◆ **Страница**:

=====

И тут начинается новый грустный сон о том, как я хочу поделиться этой написанной (или задуманной) вещью с домашними, и никому не интересно (или некогда) меня выслушать…
Сон (с 5-го на 6-е января 78 г.):
Купался в Старой Руссе, в лечебном пруду. Плавают осьминоги. Мне предложили с ними познакомиться. Я попробовал погладить подплывшего спрута. Он встретил это враждебно, так что мне пришлось отрубить ему один отросток… Но постепенно знакомство наладилось и завершилось вполне светски. Спрут вылез на мостки, стал на задние ноги, оказавшись довольно стройным и моложавым, и представил мне своих сыновей. Все мы пожали друг другу узловатые руки.
В 1970 году меня спросили — нравится ли мне «Беспокойная старость» в Большом драматическом театре.
— Хороший спектакль, — ответил я. — Унылый, умирающий Полежаев, прекрасная, грустная музыка Перселла, почти как месса… Отлично похоронили мою пьесу.
Предлагаю тост за склеротиков. То есть за всех нас в настоящем, прошлом и будущем.
— Почему в прошлом?

=====

◆ **Исходные данные**:
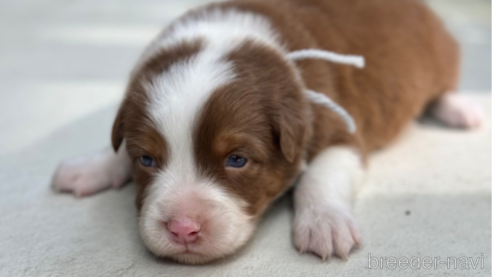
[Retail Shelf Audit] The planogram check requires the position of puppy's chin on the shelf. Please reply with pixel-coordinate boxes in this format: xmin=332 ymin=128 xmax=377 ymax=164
xmin=135 ymin=180 xmax=257 ymax=264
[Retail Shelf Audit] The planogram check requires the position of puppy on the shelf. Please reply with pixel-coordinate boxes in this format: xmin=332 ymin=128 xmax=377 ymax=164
xmin=53 ymin=0 xmax=483 ymax=264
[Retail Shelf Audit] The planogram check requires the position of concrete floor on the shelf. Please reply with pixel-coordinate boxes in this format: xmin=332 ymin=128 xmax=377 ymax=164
xmin=0 ymin=0 xmax=492 ymax=276
xmin=0 ymin=0 xmax=492 ymax=155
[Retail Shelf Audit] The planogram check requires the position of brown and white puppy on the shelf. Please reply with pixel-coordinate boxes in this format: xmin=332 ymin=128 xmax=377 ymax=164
xmin=53 ymin=0 xmax=483 ymax=263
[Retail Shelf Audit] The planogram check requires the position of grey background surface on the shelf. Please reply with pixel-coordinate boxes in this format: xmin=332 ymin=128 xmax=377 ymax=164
xmin=0 ymin=0 xmax=492 ymax=276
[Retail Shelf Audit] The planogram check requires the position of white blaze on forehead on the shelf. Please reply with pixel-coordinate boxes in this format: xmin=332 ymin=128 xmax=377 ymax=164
xmin=147 ymin=9 xmax=278 ymax=181
xmin=136 ymin=8 xmax=285 ymax=73
xmin=136 ymin=9 xmax=279 ymax=262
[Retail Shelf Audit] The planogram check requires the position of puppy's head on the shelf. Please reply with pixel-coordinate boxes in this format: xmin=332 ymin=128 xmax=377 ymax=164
xmin=112 ymin=41 xmax=309 ymax=263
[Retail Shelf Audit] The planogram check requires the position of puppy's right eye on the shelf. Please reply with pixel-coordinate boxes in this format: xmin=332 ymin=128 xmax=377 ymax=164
xmin=140 ymin=156 xmax=155 ymax=167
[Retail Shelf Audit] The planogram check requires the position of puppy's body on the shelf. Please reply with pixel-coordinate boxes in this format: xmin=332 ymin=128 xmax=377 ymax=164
xmin=54 ymin=0 xmax=481 ymax=263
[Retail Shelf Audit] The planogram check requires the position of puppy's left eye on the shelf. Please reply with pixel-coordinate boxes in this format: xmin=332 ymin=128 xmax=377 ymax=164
xmin=140 ymin=156 xmax=155 ymax=167
xmin=226 ymin=155 xmax=248 ymax=168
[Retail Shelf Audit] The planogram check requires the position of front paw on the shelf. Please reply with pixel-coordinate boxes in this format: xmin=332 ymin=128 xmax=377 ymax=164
xmin=293 ymin=207 xmax=361 ymax=260
xmin=52 ymin=150 xmax=122 ymax=197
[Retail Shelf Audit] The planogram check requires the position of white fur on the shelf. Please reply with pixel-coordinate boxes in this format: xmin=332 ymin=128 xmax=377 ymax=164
xmin=134 ymin=8 xmax=285 ymax=76
xmin=431 ymin=93 xmax=485 ymax=128
xmin=52 ymin=143 xmax=131 ymax=197
xmin=136 ymin=10 xmax=282 ymax=263
xmin=293 ymin=147 xmax=362 ymax=259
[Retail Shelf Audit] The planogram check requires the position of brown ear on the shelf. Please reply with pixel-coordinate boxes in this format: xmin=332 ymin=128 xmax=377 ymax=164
xmin=278 ymin=89 xmax=310 ymax=162
xmin=111 ymin=101 xmax=126 ymax=152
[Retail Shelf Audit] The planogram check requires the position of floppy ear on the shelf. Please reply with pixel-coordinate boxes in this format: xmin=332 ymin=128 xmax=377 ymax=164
xmin=278 ymin=88 xmax=311 ymax=162
xmin=111 ymin=100 xmax=126 ymax=152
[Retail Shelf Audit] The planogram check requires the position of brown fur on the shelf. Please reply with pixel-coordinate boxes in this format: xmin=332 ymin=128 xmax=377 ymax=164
xmin=220 ymin=0 xmax=459 ymax=159
xmin=112 ymin=0 xmax=459 ymax=215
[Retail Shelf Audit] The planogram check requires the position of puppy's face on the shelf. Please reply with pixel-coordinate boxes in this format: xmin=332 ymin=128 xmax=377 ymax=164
xmin=112 ymin=42 xmax=309 ymax=263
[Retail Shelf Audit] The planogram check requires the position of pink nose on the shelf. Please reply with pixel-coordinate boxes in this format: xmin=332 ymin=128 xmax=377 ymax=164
xmin=167 ymin=219 xmax=200 ymax=243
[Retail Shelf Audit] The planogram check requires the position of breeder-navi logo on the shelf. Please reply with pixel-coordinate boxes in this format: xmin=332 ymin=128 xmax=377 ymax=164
xmin=367 ymin=253 xmax=484 ymax=270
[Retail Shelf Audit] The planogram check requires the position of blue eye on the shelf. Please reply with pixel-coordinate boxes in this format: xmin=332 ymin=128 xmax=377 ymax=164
xmin=140 ymin=156 xmax=155 ymax=167
xmin=226 ymin=155 xmax=248 ymax=168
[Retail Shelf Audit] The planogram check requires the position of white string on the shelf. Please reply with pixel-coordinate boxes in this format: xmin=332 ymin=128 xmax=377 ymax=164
xmin=287 ymin=49 xmax=365 ymax=134
xmin=306 ymin=89 xmax=357 ymax=134
xmin=287 ymin=49 xmax=365 ymax=68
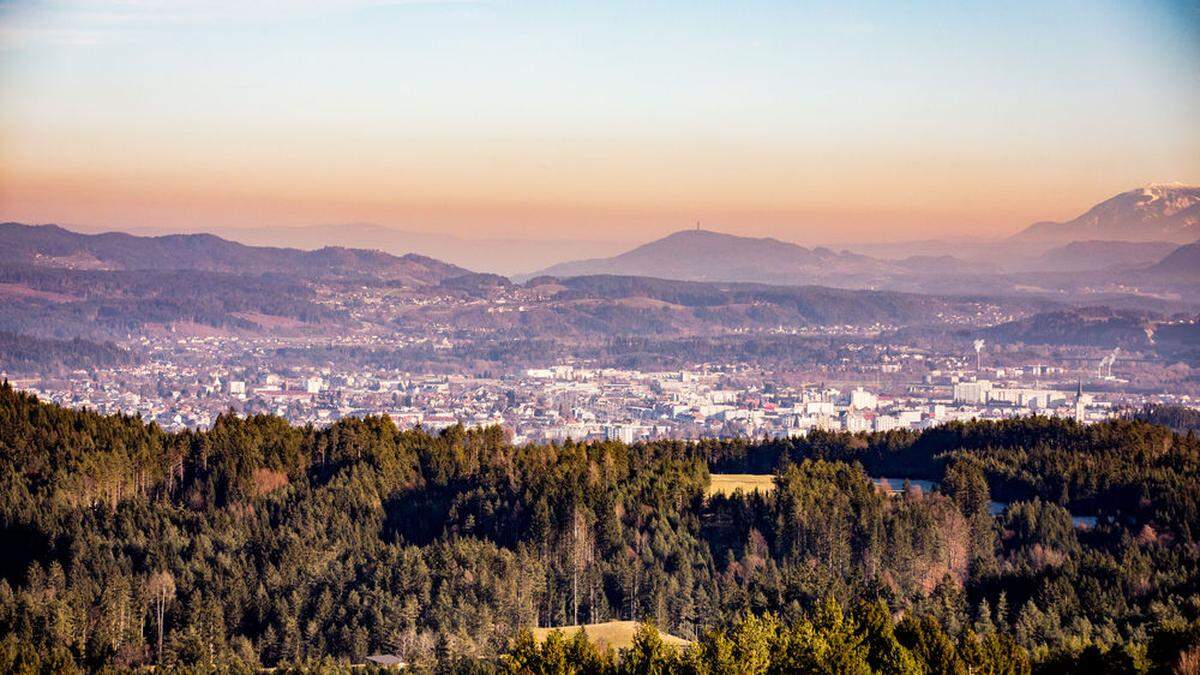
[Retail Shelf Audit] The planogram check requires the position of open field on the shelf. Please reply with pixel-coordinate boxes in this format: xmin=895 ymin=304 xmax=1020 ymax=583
xmin=706 ymin=473 xmax=775 ymax=497
xmin=533 ymin=621 xmax=691 ymax=650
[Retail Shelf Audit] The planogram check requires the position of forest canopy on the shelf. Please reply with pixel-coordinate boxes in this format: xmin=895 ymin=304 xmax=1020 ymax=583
xmin=0 ymin=383 xmax=1200 ymax=673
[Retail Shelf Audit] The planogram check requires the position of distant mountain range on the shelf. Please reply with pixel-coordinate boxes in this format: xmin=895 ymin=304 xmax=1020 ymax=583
xmin=72 ymin=222 xmax=628 ymax=274
xmin=1013 ymin=183 xmax=1200 ymax=244
xmin=1150 ymin=241 xmax=1200 ymax=279
xmin=0 ymin=222 xmax=468 ymax=286
xmin=1019 ymin=241 xmax=1178 ymax=271
xmin=528 ymin=229 xmax=898 ymax=286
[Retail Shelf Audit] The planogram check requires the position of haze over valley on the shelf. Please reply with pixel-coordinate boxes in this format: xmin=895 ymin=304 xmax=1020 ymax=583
xmin=0 ymin=0 xmax=1200 ymax=675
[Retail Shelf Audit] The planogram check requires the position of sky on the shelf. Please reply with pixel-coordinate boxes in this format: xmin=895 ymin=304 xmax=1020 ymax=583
xmin=0 ymin=0 xmax=1200 ymax=244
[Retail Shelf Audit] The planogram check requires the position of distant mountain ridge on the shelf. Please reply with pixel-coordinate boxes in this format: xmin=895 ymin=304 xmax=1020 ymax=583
xmin=1027 ymin=241 xmax=1178 ymax=271
xmin=1013 ymin=183 xmax=1200 ymax=244
xmin=1148 ymin=241 xmax=1200 ymax=279
xmin=538 ymin=229 xmax=899 ymax=285
xmin=0 ymin=222 xmax=469 ymax=286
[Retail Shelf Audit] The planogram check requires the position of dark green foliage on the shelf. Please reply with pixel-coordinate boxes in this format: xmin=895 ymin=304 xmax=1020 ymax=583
xmin=0 ymin=384 xmax=1200 ymax=673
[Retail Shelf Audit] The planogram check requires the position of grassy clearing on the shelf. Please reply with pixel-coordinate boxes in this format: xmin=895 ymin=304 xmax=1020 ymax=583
xmin=533 ymin=621 xmax=691 ymax=650
xmin=707 ymin=473 xmax=775 ymax=497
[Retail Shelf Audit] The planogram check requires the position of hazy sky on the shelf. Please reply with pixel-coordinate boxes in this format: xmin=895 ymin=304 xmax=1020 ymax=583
xmin=0 ymin=0 xmax=1200 ymax=243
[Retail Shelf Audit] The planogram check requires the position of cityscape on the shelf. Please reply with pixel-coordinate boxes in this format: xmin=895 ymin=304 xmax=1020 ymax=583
xmin=0 ymin=0 xmax=1200 ymax=675
xmin=10 ymin=338 xmax=1156 ymax=443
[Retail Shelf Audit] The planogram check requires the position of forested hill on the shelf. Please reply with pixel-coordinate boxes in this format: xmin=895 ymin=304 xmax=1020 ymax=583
xmin=0 ymin=384 xmax=1200 ymax=673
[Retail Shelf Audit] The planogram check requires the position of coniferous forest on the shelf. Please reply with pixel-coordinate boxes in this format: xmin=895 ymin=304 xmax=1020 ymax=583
xmin=0 ymin=384 xmax=1200 ymax=674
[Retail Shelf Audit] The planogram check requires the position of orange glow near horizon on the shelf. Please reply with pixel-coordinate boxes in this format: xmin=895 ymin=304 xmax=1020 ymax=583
xmin=0 ymin=0 xmax=1200 ymax=244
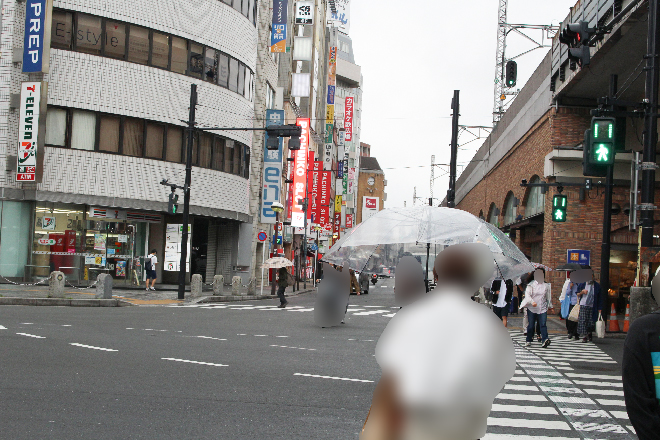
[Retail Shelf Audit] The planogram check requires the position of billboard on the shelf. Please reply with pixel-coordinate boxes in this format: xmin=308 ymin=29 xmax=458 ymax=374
xmin=16 ymin=82 xmax=48 ymax=182
xmin=23 ymin=0 xmax=53 ymax=73
xmin=270 ymin=0 xmax=289 ymax=53
xmin=261 ymin=110 xmax=284 ymax=224
xmin=291 ymin=118 xmax=310 ymax=228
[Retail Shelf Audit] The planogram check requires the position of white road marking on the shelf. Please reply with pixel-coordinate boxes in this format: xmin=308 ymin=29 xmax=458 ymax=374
xmin=491 ymin=403 xmax=557 ymax=414
xmin=293 ymin=373 xmax=374 ymax=383
xmin=16 ymin=333 xmax=46 ymax=339
xmin=584 ymin=388 xmax=623 ymax=397
xmin=566 ymin=373 xmax=621 ymax=380
xmin=69 ymin=342 xmax=119 ymax=351
xmin=610 ymin=411 xmax=629 ymax=420
xmin=596 ymin=399 xmax=626 ymax=406
xmin=161 ymin=358 xmax=229 ymax=367
xmin=495 ymin=393 xmax=548 ymax=402
xmin=271 ymin=345 xmax=316 ymax=351
xmin=488 ymin=417 xmax=571 ymax=430
xmin=573 ymin=380 xmax=623 ymax=388
xmin=504 ymin=383 xmax=539 ymax=391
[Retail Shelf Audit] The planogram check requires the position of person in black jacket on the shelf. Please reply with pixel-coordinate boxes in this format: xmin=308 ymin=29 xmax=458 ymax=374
xmin=622 ymin=268 xmax=660 ymax=440
xmin=490 ymin=279 xmax=513 ymax=327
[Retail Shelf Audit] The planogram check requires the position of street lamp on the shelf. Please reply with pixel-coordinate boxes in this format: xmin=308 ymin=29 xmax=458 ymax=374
xmin=270 ymin=202 xmax=284 ymax=295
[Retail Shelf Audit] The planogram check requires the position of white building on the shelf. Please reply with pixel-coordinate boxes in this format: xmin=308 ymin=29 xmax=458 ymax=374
xmin=0 ymin=0 xmax=262 ymax=284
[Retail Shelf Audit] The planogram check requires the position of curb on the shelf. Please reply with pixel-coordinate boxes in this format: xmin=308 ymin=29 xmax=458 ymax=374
xmin=0 ymin=297 xmax=133 ymax=307
xmin=193 ymin=289 xmax=315 ymax=304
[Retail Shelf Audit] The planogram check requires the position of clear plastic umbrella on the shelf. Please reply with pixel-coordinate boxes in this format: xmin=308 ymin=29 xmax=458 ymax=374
xmin=323 ymin=206 xmax=534 ymax=279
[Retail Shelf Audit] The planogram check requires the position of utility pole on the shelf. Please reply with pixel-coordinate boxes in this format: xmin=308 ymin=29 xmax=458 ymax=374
xmin=178 ymin=84 xmax=197 ymax=299
xmin=640 ymin=0 xmax=660 ymax=248
xmin=600 ymin=75 xmax=625 ymax=298
xmin=447 ymin=90 xmax=460 ymax=208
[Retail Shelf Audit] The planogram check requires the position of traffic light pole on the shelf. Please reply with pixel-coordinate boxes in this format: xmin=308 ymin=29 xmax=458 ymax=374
xmin=640 ymin=0 xmax=660 ymax=247
xmin=446 ymin=90 xmax=460 ymax=209
xmin=177 ymin=84 xmax=197 ymax=300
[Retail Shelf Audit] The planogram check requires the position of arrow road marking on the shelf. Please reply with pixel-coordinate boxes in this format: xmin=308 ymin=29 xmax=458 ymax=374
xmin=69 ymin=342 xmax=119 ymax=351
xmin=16 ymin=333 xmax=46 ymax=339
xmin=161 ymin=358 xmax=229 ymax=367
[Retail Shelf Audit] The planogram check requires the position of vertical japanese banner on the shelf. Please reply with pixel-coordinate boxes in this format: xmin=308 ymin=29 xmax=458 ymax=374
xmin=261 ymin=110 xmax=284 ymax=224
xmin=318 ymin=171 xmax=332 ymax=227
xmin=344 ymin=96 xmax=353 ymax=142
xmin=291 ymin=118 xmax=310 ymax=228
xmin=270 ymin=0 xmax=289 ymax=53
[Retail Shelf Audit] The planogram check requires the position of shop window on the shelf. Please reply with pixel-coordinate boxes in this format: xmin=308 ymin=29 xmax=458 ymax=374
xmin=122 ymin=118 xmax=144 ymax=157
xmin=46 ymin=107 xmax=66 ymax=147
xmin=50 ymin=11 xmax=73 ymax=49
xmin=211 ymin=138 xmax=225 ymax=171
xmin=198 ymin=133 xmax=213 ymax=168
xmin=238 ymin=63 xmax=245 ymax=95
xmin=204 ymin=47 xmax=218 ymax=83
xmin=76 ymin=14 xmax=101 ymax=55
xmin=165 ymin=127 xmax=183 ymax=162
xmin=229 ymin=58 xmax=238 ymax=92
xmin=99 ymin=115 xmax=121 ymax=153
xmin=105 ymin=21 xmax=126 ymax=60
xmin=218 ymin=54 xmax=229 ymax=88
xmin=151 ymin=32 xmax=170 ymax=69
xmin=171 ymin=37 xmax=188 ymax=75
xmin=188 ymin=43 xmax=204 ymax=78
xmin=145 ymin=123 xmax=165 ymax=159
xmin=224 ymin=140 xmax=234 ymax=173
xmin=128 ymin=26 xmax=149 ymax=64
xmin=71 ymin=110 xmax=96 ymax=150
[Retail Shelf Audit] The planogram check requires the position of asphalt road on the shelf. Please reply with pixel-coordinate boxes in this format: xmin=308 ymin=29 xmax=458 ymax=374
xmin=0 ymin=281 xmax=634 ymax=440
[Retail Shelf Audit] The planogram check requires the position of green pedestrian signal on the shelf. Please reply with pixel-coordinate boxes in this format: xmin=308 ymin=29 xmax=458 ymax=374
xmin=589 ymin=118 xmax=616 ymax=165
xmin=552 ymin=194 xmax=568 ymax=223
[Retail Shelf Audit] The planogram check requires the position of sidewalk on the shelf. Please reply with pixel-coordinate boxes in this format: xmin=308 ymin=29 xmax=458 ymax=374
xmin=0 ymin=283 xmax=314 ymax=307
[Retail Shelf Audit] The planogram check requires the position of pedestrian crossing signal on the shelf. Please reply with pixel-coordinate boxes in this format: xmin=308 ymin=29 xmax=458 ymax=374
xmin=552 ymin=194 xmax=568 ymax=223
xmin=589 ymin=118 xmax=616 ymax=165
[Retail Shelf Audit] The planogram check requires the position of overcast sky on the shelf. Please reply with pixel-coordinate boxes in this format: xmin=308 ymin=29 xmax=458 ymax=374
xmin=350 ymin=0 xmax=576 ymax=207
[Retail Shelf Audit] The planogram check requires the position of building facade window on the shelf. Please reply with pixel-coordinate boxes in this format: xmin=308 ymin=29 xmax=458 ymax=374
xmin=46 ymin=106 xmax=250 ymax=179
xmin=51 ymin=9 xmax=256 ymax=101
xmin=525 ymin=177 xmax=545 ymax=217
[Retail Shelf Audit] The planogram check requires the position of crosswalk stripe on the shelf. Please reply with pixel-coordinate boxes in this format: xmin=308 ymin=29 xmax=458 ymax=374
xmin=495 ymin=393 xmax=548 ymax=402
xmin=488 ymin=417 xmax=571 ymax=431
xmin=596 ymin=399 xmax=626 ymax=406
xmin=491 ymin=403 xmax=558 ymax=414
xmin=566 ymin=373 xmax=621 ymax=380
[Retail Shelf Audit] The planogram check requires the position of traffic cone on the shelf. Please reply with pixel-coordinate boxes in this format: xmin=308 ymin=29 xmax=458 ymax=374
xmin=609 ymin=304 xmax=621 ymax=332
xmin=623 ymin=304 xmax=630 ymax=333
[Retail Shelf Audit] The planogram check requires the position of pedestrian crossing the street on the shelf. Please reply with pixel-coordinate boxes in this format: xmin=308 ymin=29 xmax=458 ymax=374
xmin=482 ymin=332 xmax=636 ymax=440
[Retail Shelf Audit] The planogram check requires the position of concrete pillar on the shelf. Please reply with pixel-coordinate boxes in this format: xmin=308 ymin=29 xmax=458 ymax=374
xmin=213 ymin=275 xmax=225 ymax=295
xmin=48 ymin=271 xmax=66 ymax=298
xmin=190 ymin=273 xmax=202 ymax=298
xmin=248 ymin=277 xmax=257 ymax=295
xmin=96 ymin=273 xmax=112 ymax=299
xmin=630 ymin=287 xmax=658 ymax=324
xmin=231 ymin=276 xmax=243 ymax=295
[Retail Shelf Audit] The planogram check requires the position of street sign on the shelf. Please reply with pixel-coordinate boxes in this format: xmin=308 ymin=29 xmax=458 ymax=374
xmin=566 ymin=249 xmax=591 ymax=266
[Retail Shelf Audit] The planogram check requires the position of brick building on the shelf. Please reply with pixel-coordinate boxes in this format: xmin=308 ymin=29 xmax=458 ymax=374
xmin=0 ymin=0 xmax=262 ymax=284
xmin=456 ymin=1 xmax=657 ymax=312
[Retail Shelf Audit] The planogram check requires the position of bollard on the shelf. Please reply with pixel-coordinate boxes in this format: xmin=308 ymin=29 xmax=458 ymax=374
xmin=190 ymin=273 xmax=202 ymax=298
xmin=213 ymin=275 xmax=225 ymax=295
xmin=248 ymin=277 xmax=257 ymax=295
xmin=48 ymin=271 xmax=66 ymax=298
xmin=231 ymin=276 xmax=243 ymax=295
xmin=96 ymin=273 xmax=112 ymax=299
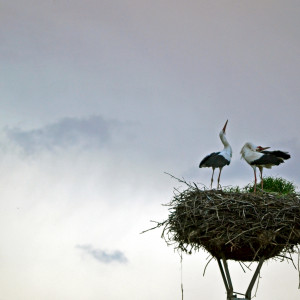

=====

◆ **Что нужно**: Напишите, что идёт дальше в заметках о снах и театре, сразу после реплики «Почему в прошлом?». Строки здесь не понадобятся.

◆ **Ответ**:
— Потому что многие из склеротиков стали уже маразматиками.
Хейфиц когда-то верно сказал, что в хорошем марше всегда должна быть щемящая нотка: марш без грусти — это не марш. Таня правильно объяснила: под марш провожают солдат на фронт — значит, как он ни бодр, он не может, не должен скрывать, что солдат ждет опасность, опасность даже смертельная, и солдаты должны быть готовы к ней…
Сороки за окном в Репине трещат, как десять пишущих машинок.
В лесу около Мельничного ручья. Мать стянула с мальчугана штанишки:
— Какай давай!
— Мама, я не хочу какать! (Жалобно.)
— Какай, тебе говорят!
— Мама, да я не хочу какать! (еще жалобнее).
— То хочу, то не хочу! Ты что, издеваешься над матерью? Циник какой! Терпи теперь до самого дома!
«От человека, помнящего добро и хороших людей, иначе бы он не писал эти воспоминания».
Говорят, что люди пикнического сложения, пикнической конституции — всегда динамичны, активны, деятельны. Но Наполеон, которого мы по поздним, зрелым портретам знаем полным, с брюшком, до 40 лет был худым, очень худым, чуть не кожа да кости… Вольтер от рождения и до смерти был — «живые мощи», а его творческая активность и пламенная мысль — поразительны.
Медсестра рассказывала об Исае Ефимовиче, что он добрый дядька, но смешной: например, жаловался, что его жена очень ревнует (ему 70 лет). Я говорю: «Может, хвастался (как хвастается, что учился у Ивана Петровича Павлова, что заведует отделением, что у него много помощников». — «Да нет, — отвечает Людмила, — он жаловался конкретно: мол, жена его зубы от него прячет, чтобы он ей не изменял».
— Так заказал бы себе вторую пару протезов!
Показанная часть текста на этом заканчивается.